- GIVEN INSTRUCTION
Render these lines as a Markdown table with the columns Row and Line, numbering each row and leaving out blank lines. Omit the pictures.
* Start DATA RECORDS *
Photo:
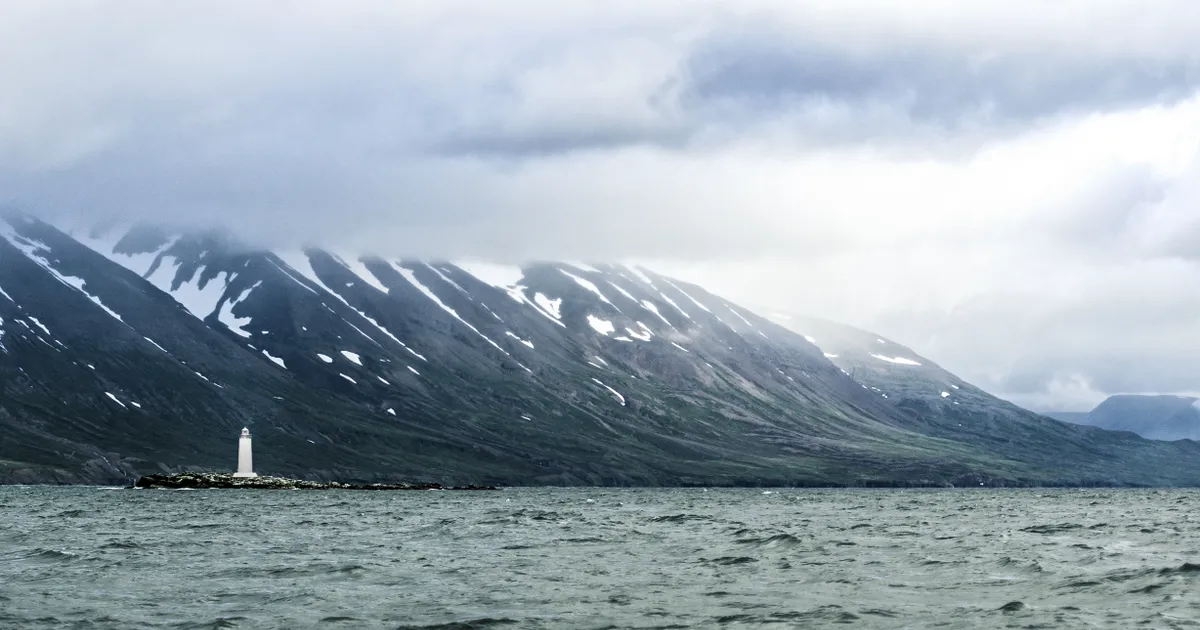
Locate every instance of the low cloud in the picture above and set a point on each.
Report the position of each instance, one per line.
(1009, 187)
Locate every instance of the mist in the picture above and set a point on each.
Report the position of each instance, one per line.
(1007, 187)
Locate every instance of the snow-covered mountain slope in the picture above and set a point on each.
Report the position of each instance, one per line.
(136, 349)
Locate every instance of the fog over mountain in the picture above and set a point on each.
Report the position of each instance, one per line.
(1009, 187)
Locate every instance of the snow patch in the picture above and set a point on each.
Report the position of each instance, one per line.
(649, 306)
(499, 276)
(898, 360)
(640, 275)
(412, 280)
(685, 294)
(615, 393)
(529, 343)
(675, 305)
(156, 345)
(640, 336)
(364, 274)
(603, 327)
(555, 307)
(588, 285)
(739, 316)
(448, 281)
(275, 360)
(623, 292)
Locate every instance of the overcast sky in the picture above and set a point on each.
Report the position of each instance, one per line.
(1012, 189)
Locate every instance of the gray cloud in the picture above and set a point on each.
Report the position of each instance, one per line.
(1009, 187)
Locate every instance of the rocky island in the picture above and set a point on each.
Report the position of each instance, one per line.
(231, 481)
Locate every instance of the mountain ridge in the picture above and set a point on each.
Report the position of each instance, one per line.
(1152, 417)
(145, 351)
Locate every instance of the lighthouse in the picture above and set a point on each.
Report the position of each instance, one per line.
(245, 460)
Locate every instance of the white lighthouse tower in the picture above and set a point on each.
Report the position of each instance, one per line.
(245, 460)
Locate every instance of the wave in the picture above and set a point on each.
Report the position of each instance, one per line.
(775, 541)
(469, 624)
(679, 519)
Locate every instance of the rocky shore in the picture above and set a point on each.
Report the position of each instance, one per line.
(227, 481)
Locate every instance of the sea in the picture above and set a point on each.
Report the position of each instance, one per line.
(112, 558)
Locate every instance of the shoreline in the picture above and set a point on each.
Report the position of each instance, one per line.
(228, 481)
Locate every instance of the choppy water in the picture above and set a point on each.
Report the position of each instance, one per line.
(586, 558)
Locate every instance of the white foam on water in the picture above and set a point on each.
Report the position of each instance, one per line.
(603, 327)
(897, 360)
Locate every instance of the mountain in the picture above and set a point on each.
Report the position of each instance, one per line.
(136, 349)
(1167, 418)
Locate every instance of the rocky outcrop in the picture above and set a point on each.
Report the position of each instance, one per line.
(227, 481)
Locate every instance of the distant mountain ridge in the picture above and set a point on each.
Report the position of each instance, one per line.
(138, 349)
(1164, 418)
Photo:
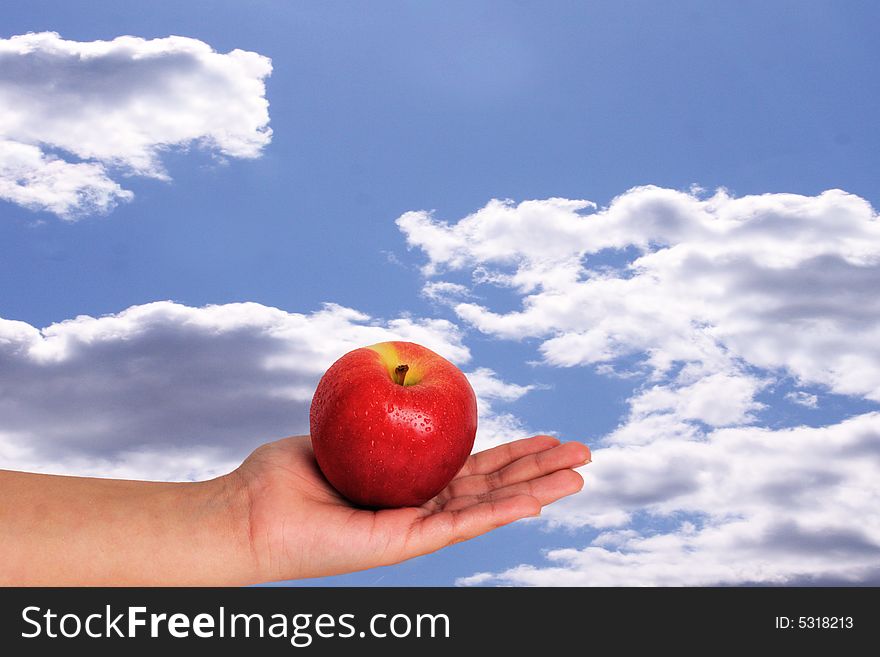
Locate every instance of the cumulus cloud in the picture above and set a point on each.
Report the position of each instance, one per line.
(753, 506)
(72, 114)
(714, 299)
(166, 391)
(777, 281)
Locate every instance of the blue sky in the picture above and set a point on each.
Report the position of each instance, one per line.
(394, 107)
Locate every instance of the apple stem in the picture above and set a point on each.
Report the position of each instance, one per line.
(400, 374)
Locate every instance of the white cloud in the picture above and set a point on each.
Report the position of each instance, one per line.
(772, 281)
(763, 507)
(715, 299)
(166, 391)
(803, 398)
(70, 112)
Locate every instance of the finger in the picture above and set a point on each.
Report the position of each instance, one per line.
(530, 466)
(497, 457)
(546, 489)
(441, 529)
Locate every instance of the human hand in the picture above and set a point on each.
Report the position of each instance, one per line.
(299, 526)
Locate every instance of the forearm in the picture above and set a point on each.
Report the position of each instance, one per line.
(58, 531)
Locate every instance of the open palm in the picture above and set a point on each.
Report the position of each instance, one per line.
(301, 527)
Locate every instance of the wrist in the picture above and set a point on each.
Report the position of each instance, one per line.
(224, 504)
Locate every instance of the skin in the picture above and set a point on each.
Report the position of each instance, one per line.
(273, 518)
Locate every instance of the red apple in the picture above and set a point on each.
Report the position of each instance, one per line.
(392, 424)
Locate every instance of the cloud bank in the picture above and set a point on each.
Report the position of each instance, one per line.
(73, 115)
(717, 300)
(170, 392)
(166, 391)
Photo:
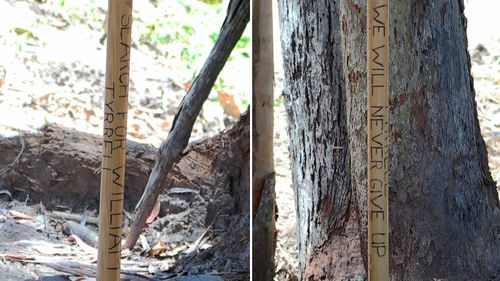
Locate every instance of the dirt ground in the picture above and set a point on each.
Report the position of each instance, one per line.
(52, 72)
(484, 48)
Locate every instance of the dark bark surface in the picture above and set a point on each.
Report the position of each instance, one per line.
(444, 210)
(63, 165)
(60, 168)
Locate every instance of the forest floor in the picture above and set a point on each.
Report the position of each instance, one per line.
(484, 48)
(52, 70)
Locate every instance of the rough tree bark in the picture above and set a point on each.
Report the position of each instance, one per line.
(444, 209)
(61, 167)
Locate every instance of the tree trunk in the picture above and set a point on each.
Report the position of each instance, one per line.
(444, 210)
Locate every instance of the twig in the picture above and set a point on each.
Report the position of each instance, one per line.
(237, 17)
(7, 168)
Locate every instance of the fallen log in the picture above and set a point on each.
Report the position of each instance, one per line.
(60, 166)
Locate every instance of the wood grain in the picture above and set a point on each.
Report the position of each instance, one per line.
(114, 139)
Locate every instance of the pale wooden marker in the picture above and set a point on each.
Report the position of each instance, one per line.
(115, 135)
(377, 127)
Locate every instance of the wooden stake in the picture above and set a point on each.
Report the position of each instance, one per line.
(115, 135)
(378, 148)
* End DATA RECORDS *
- CORRECT RESULT
| Row | Line |
|---|---|
| 1 | Photo: |
| 2 | Locate every instance of the low cloud in the picture above and set a point on each. |
| 3 | Report the position of each instance, one per line. |
| 4 | (1009, 187) |
| 5 | Locate every instance of the mist in the picture above and set a point on each. |
| 6 | Report the position of each instance, one per line. |
| 7 | (1007, 187) |
| 8 | Locate every instance of the snow-covered mountain slope in the picture above and set a point on each. |
| 9 | Report the position of each instance, one per line. |
| 10 | (136, 349) |
| 11 | Locate every instance of the fog over mountain in the picture above and set a point on each. |
| 12 | Report the position of each instance, one per line. |
| 13 | (1009, 187) |
| 14 | Locate every instance of the snow patch in the picture above and set a point on each. |
| 15 | Report the position of each instance, one per line. |
| 16 | (649, 306) |
| 17 | (499, 276) |
| 18 | (898, 360) |
| 19 | (640, 275) |
| 20 | (412, 280) |
| 21 | (685, 294) |
| 22 | (615, 393) |
| 23 | (529, 343) |
| 24 | (675, 305) |
| 25 | (156, 345) |
| 26 | (640, 336) |
| 27 | (364, 274) |
| 28 | (603, 327) |
| 29 | (555, 307) |
| 30 | (588, 285) |
| 31 | (739, 316) |
| 32 | (448, 281) |
| 33 | (275, 360) |
| 34 | (623, 292) |
| 35 | Locate every instance of the overcast sky in the picture above and set a point on each. |
| 36 | Report the position of each instance, one per line. |
| 37 | (1012, 189) |
| 38 | Locate every instance of the gray cloud in the picture above and set a point on each. |
| 39 | Report the position of each instance, one per line. |
| 40 | (1009, 187) |
| 41 | Locate every instance of the rocky island in the picture above and set a point on each. |
| 42 | Report the position of each instance, one per line. |
| 43 | (231, 481) |
| 44 | Locate every instance of the mountain ridge in the picture above and set a point on each. |
| 45 | Report the position of each instance, one per line. |
| 46 | (1152, 417) |
| 47 | (145, 351) |
| 48 | Locate every instance of the lighthouse in the picture above and set a point on each. |
| 49 | Report the position of each instance, one per line. |
| 50 | (245, 460) |
| 51 | Locate every instance of the white lighthouse tower in the picture above and set a point on each. |
| 52 | Report the position of each instance, one per line. |
| 53 | (245, 460) |
| 54 | Locate every instance of the wave in the picture above and set a point on each. |
| 55 | Report the position of each instance, one per line. |
| 56 | (775, 541) |
| 57 | (469, 624) |
| 58 | (679, 519) |
| 59 | Locate every instance of the rocky shore in the picture above and set a point on each. |
| 60 | Report the position of each instance, one per line. |
| 61 | (227, 481) |
| 62 | Locate every instance of the sea in the picture above and set a point on each. |
| 63 | Report the position of each instance, one per line. |
| 64 | (112, 558) |
| 65 | Locate every instance of the shoreline in the picture above and set a point on each. |
| 66 | Report the position of each instance, one per line. |
| 67 | (228, 481) |
| 68 | Locate every instance of the choppy water in the picture above and set a point on each. |
| 69 | Report the position of each instance, one per line. |
| 70 | (586, 558) |
| 71 | Locate every instance of the white foam on water in the picture above and set a point on each. |
| 72 | Report the position of each instance, one per line. |
| 73 | (603, 327) |
| 74 | (897, 360) |
| 75 | Locate every instance of the mountain in the picture above and set a point on each. |
| 76 | Report the position of each instance, one per line. |
| 77 | (136, 349) |
| 78 | (1167, 418) |
| 79 | Locate every instance of the rocky outcrop in the picture above and set a point on each. |
| 80 | Report the position of each instance, one per line. |
| 81 | (227, 481) |
| 82 | Locate every instance of the distant mountain ridge in the picture above and set a point on each. |
| 83 | Report the position of each instance, one per line. |
| 84 | (138, 349) |
| 85 | (1164, 418) |
| 86 | Photo: |
| 87 | Locate every instance of the cumulus cloud in the picture above and set a point on each. |
| 88 | Report the position of each instance, one per line. |
| 89 | (753, 506) |
| 90 | (72, 114) |
| 91 | (714, 299) |
| 92 | (166, 391) |
| 93 | (777, 281) |
| 94 | Locate every instance of the blue sky in the picture above and set a point on each. |
| 95 | Report the position of each instance, one per line. |
| 96 | (394, 107) |
| 97 | Locate every instance of the apple stem in the picture above and set a point on each. |
| 98 | Report the position of each instance, one per line. |
| 99 | (400, 374) |
| 100 | Locate every instance of the white cloud in the picture above and set a point on each. |
| 101 | Report the position of each instance, one per line. |
| 102 | (772, 281) |
| 103 | (763, 507) |
| 104 | (715, 299) |
| 105 | (166, 391) |
| 106 | (803, 398) |
| 107 | (70, 112) |
| 108 | Locate every instance of the finger in the picture above and set a point on each. |
| 109 | Report the position of each instance, one per line. |
| 110 | (530, 466) |
| 111 | (497, 457) |
| 112 | (546, 489) |
| 113 | (441, 529) |
| 114 | Locate every instance of the human hand in the picture above and set a point on each. |
| 115 | Report the position of each instance, one per line. |
| 116 | (299, 526) |
| 117 | Locate every instance of the forearm in the picture above and set a point on each. |
| 118 | Report the position of each instance, one per line. |
| 119 | (58, 531) |
| 120 | Locate every instance of the open palm in the picture above and set a point on each. |
| 121 | Report the position of each instance, one per line. |
| 122 | (301, 527) |
| 123 | Locate every instance of the wrist in the picture above and set a point on each. |
| 124 | Report the position of each instance, one per line. |
| 125 | (224, 504) |
| 126 | Locate every instance of the skin in the picture above and set a point on each. |
| 127 | Report the position of each instance, one per line. |
| 128 | (273, 518) |
| 129 | Locate every instance of the red apple in the picture above and set a point on each. |
| 130 | Report the position of each instance, one per line. |
| 131 | (392, 424) |
| 132 | Locate every instance of the cloud bank in the picture above and set a point on each. |
| 133 | Report the position of each instance, one per line. |
| 134 | (73, 115) |
| 135 | (717, 300) |
| 136 | (170, 392) |
| 137 | (166, 391) |
| 138 | Photo: |
| 139 | Locate every instance of the dirt ground in the picture above and set a point on each. |
| 140 | Report the position of each instance, one per line. |
| 141 | (52, 72) |
| 142 | (484, 48) |
| 143 | Locate every instance of the dark bark surface in the picture above and set a point on each. |
| 144 | Report the position of each instance, one per line. |
| 145 | (444, 210) |
| 146 | (63, 165) |
| 147 | (60, 168) |
| 148 | Locate every instance of the forest floor in the picture above and set a point on each. |
| 149 | Report the position of each instance, one per line. |
| 150 | (484, 48) |
| 151 | (52, 70) |
| 152 | Locate every instance of the rough tree bark in the picture above and set a point on each. |
| 153 | Report the position of each instance, one per line. |
| 154 | (444, 209) |
| 155 | (61, 167) |
| 156 | Locate every instance of the tree trunk in the picture above and set a point on each. |
| 157 | Report the position of each instance, one per line. |
| 158 | (444, 210) |
| 159 | Locate every instance of the twig in the picture above and set a point on each. |
| 160 | Report the position of each instance, one per line. |
| 161 | (237, 17) |
| 162 | (7, 168) |
| 163 | Locate every instance of the fallen log in the picture above and set a point on each. |
| 164 | Report the position of each instance, one per line. |
| 165 | (60, 166) |
| 166 | Locate every instance of the wood grain in the picture above and set a point on each. |
| 167 | Report the position of each instance, one per line. |
| 168 | (114, 139) |
| 169 | Locate every instance of the pale wooden marker in the picture above and set a point on each. |
| 170 | Report the position of each instance, one per line. |
| 171 | (115, 135) |
| 172 | (377, 127) |
| 173 | Locate every instance of the wooden stake in the picture above and set a point on each. |
| 174 | Report the position of each instance, one per line. |
| 175 | (115, 135) |
| 176 | (378, 148) |